--- Action item ---
Every line below that holds the string "metal" should be copied.

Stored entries
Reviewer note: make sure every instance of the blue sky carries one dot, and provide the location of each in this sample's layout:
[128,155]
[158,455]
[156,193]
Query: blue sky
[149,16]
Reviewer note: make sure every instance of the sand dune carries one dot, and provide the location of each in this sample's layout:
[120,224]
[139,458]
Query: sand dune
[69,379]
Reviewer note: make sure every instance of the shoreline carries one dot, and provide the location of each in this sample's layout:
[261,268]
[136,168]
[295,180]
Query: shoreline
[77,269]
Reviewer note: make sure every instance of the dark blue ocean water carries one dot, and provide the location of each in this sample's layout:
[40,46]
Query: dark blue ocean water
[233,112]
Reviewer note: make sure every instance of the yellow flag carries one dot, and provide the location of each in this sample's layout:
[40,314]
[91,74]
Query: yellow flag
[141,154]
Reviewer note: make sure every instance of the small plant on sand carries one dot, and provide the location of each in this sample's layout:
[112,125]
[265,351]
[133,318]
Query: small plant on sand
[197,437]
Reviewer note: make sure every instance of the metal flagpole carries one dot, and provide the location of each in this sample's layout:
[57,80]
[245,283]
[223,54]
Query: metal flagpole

--- Written response ---
Reviewer note: make sure every instance of the metal flagpole carries one dot, and provide the location of each in this sample's layout:
Query: metal flagpole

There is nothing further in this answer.